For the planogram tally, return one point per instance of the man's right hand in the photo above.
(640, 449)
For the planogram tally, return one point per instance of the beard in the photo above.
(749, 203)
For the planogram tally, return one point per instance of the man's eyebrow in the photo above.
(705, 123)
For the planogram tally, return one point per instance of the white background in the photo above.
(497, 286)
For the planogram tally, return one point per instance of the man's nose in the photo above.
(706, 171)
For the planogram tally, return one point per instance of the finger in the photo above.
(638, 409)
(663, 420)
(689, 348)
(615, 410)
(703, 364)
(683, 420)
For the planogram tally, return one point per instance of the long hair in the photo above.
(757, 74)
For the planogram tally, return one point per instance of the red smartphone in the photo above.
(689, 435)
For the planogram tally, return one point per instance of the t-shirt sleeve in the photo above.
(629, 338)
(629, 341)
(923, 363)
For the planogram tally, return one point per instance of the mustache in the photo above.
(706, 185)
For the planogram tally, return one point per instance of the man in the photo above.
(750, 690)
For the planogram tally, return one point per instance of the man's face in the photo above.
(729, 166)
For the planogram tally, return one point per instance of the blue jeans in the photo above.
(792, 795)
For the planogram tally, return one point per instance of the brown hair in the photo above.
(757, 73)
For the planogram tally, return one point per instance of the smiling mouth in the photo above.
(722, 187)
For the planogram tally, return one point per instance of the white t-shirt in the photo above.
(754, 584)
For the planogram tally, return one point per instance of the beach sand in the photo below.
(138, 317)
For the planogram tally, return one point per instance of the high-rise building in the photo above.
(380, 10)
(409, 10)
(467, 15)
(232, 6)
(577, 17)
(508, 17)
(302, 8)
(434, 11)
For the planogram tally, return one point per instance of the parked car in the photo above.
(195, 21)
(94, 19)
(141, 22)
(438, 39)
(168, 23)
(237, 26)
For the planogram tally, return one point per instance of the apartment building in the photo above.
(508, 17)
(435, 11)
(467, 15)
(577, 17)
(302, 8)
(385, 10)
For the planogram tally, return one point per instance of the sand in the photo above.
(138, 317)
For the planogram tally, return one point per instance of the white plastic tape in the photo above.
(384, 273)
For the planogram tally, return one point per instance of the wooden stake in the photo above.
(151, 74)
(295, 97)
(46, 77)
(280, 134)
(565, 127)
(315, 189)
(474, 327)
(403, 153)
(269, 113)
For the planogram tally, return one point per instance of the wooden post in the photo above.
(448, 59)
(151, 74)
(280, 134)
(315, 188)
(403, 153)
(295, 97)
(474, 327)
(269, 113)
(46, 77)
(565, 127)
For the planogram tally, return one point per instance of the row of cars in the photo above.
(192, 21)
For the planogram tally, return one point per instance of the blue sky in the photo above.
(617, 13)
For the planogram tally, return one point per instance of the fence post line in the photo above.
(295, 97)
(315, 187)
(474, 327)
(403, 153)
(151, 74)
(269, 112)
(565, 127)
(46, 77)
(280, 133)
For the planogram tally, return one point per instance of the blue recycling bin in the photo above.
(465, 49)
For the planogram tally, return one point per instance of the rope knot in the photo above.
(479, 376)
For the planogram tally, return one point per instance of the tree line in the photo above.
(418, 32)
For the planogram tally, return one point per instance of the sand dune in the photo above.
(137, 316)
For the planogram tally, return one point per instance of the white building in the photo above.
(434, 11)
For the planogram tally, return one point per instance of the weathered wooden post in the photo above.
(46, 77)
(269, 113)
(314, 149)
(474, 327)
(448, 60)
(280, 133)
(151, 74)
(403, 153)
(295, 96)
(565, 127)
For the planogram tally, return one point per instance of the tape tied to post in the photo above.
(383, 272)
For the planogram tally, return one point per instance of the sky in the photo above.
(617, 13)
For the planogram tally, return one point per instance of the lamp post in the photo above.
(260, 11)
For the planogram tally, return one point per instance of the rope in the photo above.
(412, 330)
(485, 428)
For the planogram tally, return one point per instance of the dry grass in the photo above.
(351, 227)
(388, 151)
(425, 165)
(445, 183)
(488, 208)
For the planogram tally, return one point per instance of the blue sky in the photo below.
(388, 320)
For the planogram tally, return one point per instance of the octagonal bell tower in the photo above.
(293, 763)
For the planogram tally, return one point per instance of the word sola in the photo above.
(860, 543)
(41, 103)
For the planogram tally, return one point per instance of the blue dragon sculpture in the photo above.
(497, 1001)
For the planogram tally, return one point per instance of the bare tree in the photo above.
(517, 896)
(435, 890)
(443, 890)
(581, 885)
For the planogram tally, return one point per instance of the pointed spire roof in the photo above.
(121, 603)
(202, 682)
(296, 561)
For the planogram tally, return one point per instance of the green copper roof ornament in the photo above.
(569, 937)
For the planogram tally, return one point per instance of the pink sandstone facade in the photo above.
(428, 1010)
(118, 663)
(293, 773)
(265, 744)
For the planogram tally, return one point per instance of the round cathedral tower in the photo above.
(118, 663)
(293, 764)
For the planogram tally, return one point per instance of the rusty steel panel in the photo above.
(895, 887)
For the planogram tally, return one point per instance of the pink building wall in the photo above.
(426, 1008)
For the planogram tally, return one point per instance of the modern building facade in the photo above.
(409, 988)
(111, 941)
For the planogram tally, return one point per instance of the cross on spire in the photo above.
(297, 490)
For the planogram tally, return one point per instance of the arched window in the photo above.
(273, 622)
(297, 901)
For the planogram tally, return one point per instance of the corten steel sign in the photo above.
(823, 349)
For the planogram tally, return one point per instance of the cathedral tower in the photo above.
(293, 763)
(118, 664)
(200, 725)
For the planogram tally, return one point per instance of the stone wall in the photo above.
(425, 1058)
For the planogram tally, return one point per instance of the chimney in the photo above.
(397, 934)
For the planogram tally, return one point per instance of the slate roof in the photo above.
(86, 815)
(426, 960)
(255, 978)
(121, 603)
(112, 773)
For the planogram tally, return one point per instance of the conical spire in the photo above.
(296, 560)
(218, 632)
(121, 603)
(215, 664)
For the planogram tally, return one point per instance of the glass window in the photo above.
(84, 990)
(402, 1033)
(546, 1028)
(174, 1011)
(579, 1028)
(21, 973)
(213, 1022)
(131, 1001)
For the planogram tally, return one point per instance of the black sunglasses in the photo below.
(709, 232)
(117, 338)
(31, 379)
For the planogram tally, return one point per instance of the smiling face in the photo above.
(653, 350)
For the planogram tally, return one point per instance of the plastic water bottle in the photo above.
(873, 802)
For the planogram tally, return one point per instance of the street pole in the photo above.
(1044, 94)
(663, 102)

WHAT THE TASK ASKS
Copy out all of the material above, swapping "planogram tally" for "shelf audit" wherever it occurs and leaving every other word and line unchanged.

COMPLETE OUTPUT
For the shelf audit, return one point per instance of the man's right hand in the photo above.
(640, 449)
For the shelf audit, return one point per instance of the beard in the photo above.
(749, 203)
For the shelf audit, return one point per instance of the man's eyebrow in the photo above.
(705, 123)
For the shelf audit, return one point per instance of the white background in the photo above.
(497, 286)
For the shelf audit, return one point per instance of the man's nose in the photo above.
(706, 171)
For the shelf audit, return one point per instance of the finger in the photo above.
(638, 409)
(663, 420)
(689, 348)
(615, 410)
(703, 364)
(683, 420)
For the shelf audit, return one point per instance of the long hair in the photo above.
(757, 74)
For the shelf audit, return one point per instance of the red smartphone in the photo above.
(689, 435)
For the shelf audit, return one point per instance of the t-shirt sleeve in the photo above.
(629, 338)
(629, 341)
(923, 363)
For the shelf audit, return one point per instance of the mustache in the photo above.
(706, 185)
For the shelf audit, return one point per instance of the man in the photo above.
(750, 690)
For the shelf audit, return one point per instance of the man's face in the photo above.
(729, 166)
For the shelf audit, return one point per instance of the blue jeans in the photo above.
(792, 795)
For the shelf audit, return one point per instance of the brown hair in the photo above.
(757, 73)
For the shelf audit, return one point per instance of the smiling mouth in the photo above.
(722, 187)
For the shelf audit, return one point per instance of the white t-shirt in the photo above.
(754, 584)
For the shelf audit, return one point per instance of the beach sand in the photo below.
(138, 317)
For the shelf audit, return one point per instance of the high-rise building in the photo above.
(380, 10)
(409, 10)
(467, 15)
(232, 6)
(577, 17)
(508, 17)
(302, 8)
(434, 11)
For the shelf audit, return one point per instance of the parked car in the photo above.
(195, 21)
(94, 19)
(141, 22)
(438, 39)
(168, 23)
(237, 26)
For the shelf audit, return one point per instance of the apartment building in the photo above.
(508, 17)
(435, 11)
(467, 15)
(577, 17)
(302, 8)
(385, 10)
For the shelf audit, return one point per instance of the sand in the photo above.
(138, 317)
For the shelf audit, return one point per instance of the white plastic tape in the photo above.
(384, 273)
For the shelf audit, return one point per instance of the wooden stake in the photo above.
(151, 74)
(295, 97)
(46, 77)
(280, 134)
(565, 127)
(315, 189)
(474, 327)
(403, 153)
(269, 113)
For the shelf audit, return one point per instance of the wooden post in the photo above.
(448, 59)
(151, 74)
(280, 134)
(315, 188)
(403, 153)
(295, 97)
(474, 327)
(269, 113)
(46, 77)
(565, 127)
For the shelf audit, return one point per instance of the row of cars in the photo above.
(192, 21)
For the shelf audit, return one point per instance of the blue sky in the photo above.
(617, 13)
For the shelf audit, return one point per instance of the fence post line in the photo above.
(295, 97)
(315, 187)
(474, 327)
(403, 153)
(151, 74)
(269, 112)
(565, 127)
(46, 77)
(280, 133)
For the shelf audit, return one point per instance of the blue recycling bin in the photo above.
(465, 49)
For the shelf audit, return one point per instance of the rope knot in the photo above.
(479, 376)
For the shelf audit, return one point per instance of the tree line in the photo above.
(418, 32)
For the shelf audit, return one point per instance of the sand dune in the photo above.
(137, 316)
For the shelf audit, return one point per instance of the white building in the photo above.
(434, 11)
For the shelf audit, return one point per instance of the weathered wooden post in the photo above.
(46, 77)
(269, 113)
(314, 149)
(474, 327)
(448, 60)
(280, 133)
(151, 74)
(403, 153)
(295, 96)
(565, 127)
For the shelf audit, return one point per instance of the tape tied to post in the photo above.
(383, 272)
For the shelf audit, return one point per instance of the sky in the photo above.
(617, 13)
For the shelf audit, return one point per instance of the lamp post in the photo above.
(260, 11)
For the shelf audit, return one point per instance of the rope in the photo above.
(412, 330)
(485, 428)
For the shelf audit, return one point per instance of the dry grass in the photo above.
(351, 227)
(388, 151)
(425, 165)
(445, 183)
(488, 208)
For the shelf audit, return one point per instance of the blue sky in the photo below.
(388, 320)
For the shelf audit, return one point per instance of the octagonal bell tower in the photo above.
(293, 763)
For the shelf audit, return one point per instance of the word sola in the photo above.
(860, 543)
(41, 103)
For the shelf audit, return one point per instance of the blue dragon sculpture in the photo above.
(497, 1001)
For the shelf audit, return one point per instance of the bare tree in the photo above.
(517, 896)
(435, 890)
(443, 890)
(581, 885)
For the shelf audit, return one point per instance of the pointed spire roof in the photo above.
(121, 603)
(202, 682)
(296, 561)
For the shelf audit, return one point per instance of the green copper roof ornament in the photo above.
(569, 937)
For the shelf audit, return one point per instance of the pink sandstone facade in the photo above.
(428, 1010)
(118, 663)
(293, 773)
(265, 744)
For the shelf audit, return one point per instance of the round cathedral tower in the photo above.
(118, 663)
(293, 764)
For the shelf audit, return one point per instance of the rusty steel panel in the photo above.
(895, 887)
For the shelf audit, return one point per instance of the pink building wall in the photo above.
(426, 1008)
For the shelf audit, return one point per instance of the modern building facade in the photo above.
(409, 988)
(111, 941)
For the shelf audit, return one point per instance of the cross on spire in the photo above.
(297, 490)
For the shelf audit, return one point per instance of the arched window in the photo above.
(273, 622)
(297, 901)
For the shelf audit, return one point per instance of the corten steel sign in the photo above.
(823, 349)
For the shelf audit, return one point per instance of the cathedral tower in the photo above.
(293, 763)
(118, 664)
(200, 725)
For the shelf audit, return one point per instance of the stone wall in the photo above.
(425, 1058)
For the shelf audit, return one point per instance of the chimney in the photo above.
(397, 934)
For the shelf audit, return one point per instance of the slate roof in the photo above.
(86, 815)
(426, 960)
(255, 978)
(121, 603)
(112, 773)
For the shelf audit, return one point per instance of the conical spire in the photo above.
(296, 560)
(218, 632)
(121, 603)
(215, 664)
For the shelf audit, return one point per instance of the glass window in the photo above.
(84, 990)
(402, 1033)
(546, 1028)
(174, 1011)
(579, 1028)
(21, 973)
(213, 1022)
(131, 1001)
For the shelf audit, return one point per instance of the black sunglasses in the photo below.
(709, 232)
(117, 338)
(31, 379)
For the shelf audit, return one point per instance of the smiling face in the photo above.
(653, 350)
For the shelf audit, return one point per instance of the plastic water bottle in the photo above.
(873, 802)
For the shelf audit, return one point per instance of the street pole in the photo above.
(1044, 94)
(663, 102)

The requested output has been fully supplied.